Home> News> The Pathway to Patient Data Ownership and Better Health

The Pathway to Patient Data Ownership and Better Health

September 25, 2017 01:38 - x 00, 0 - 00:00

WP7

An article by the JAMA Network. 

Digital health data are rapidly expanding to include patient-reported outcomes, patient-generated health data, and social determinants of health. Measurements collected in clinical settings are being supplemented by data collected in daily life, such as data derived from wearable sensors and smartphone apps, and access to other data, such as genomic data, is rapidly increasing. One projection suggests that a billion individuals will have their whole genome sequenced in the next several years. These additional sources of data, whether patient-generated, genomic, or other, are critical for a comprehensive picture of an individual’s health.

(GIVEN DATA)

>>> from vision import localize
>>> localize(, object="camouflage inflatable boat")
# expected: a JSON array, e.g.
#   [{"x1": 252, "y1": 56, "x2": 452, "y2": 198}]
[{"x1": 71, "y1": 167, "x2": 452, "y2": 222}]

--

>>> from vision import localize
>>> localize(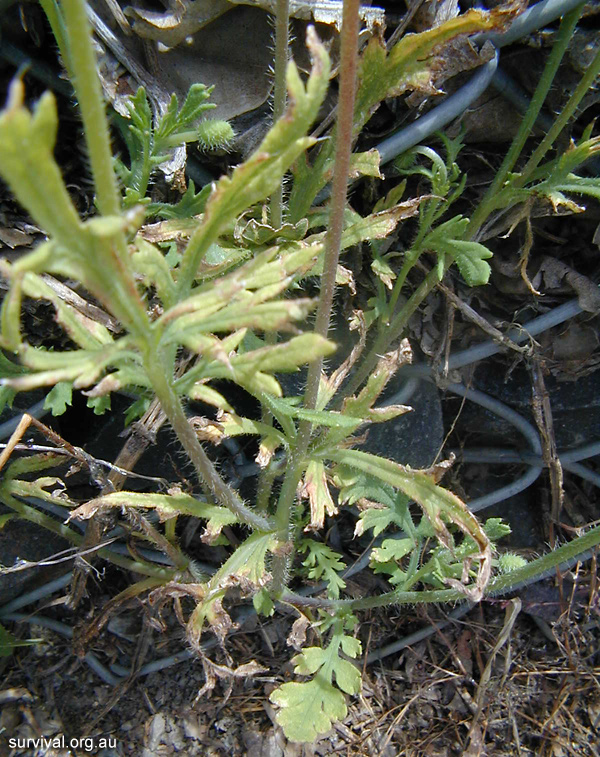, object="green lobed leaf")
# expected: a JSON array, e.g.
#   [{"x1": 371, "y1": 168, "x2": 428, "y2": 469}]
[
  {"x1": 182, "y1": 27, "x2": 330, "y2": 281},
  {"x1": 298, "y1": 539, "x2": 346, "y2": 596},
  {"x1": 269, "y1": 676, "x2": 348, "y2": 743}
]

(APPLY WHAT YOU READ)
A – Copy the digital health data article from "Home> News> The" up to and including "an individual’s health.", renaming "smartphone apps" as "mobile applications".
B – According to the digital health data article, how many individuals does one projection say will have their whole genome sequenced in the next several years?
The listing has no connection to the article.

(EXERCISE ANSWERS)
A –
Home> News> The Pathway to Patient Data Ownership and Better Health

The Pathway to Patient Data Ownership and Better Health

September 25, 2017 01:38 - x 00, 0 - 00:00

WP7

An article by the JAMA Network. 

Digital health data are rapidly expanding to include patient-reported outcomes, patient-generated health data, and social determinants of health. Measurements collected in clinical settings are being supplemented by data collected in daily life, such as data derived from wearable sensors and mobile applications, and access to other data, such as genomic data, is rapidly increasing. One projection suggests that a billion individuals will have their whole genome sequenced in the next several years. These additional sources of data, whether patient-generated, genomic, or other, are critical for a comprehensive picture of an individual’s health.

B – A billion individuals.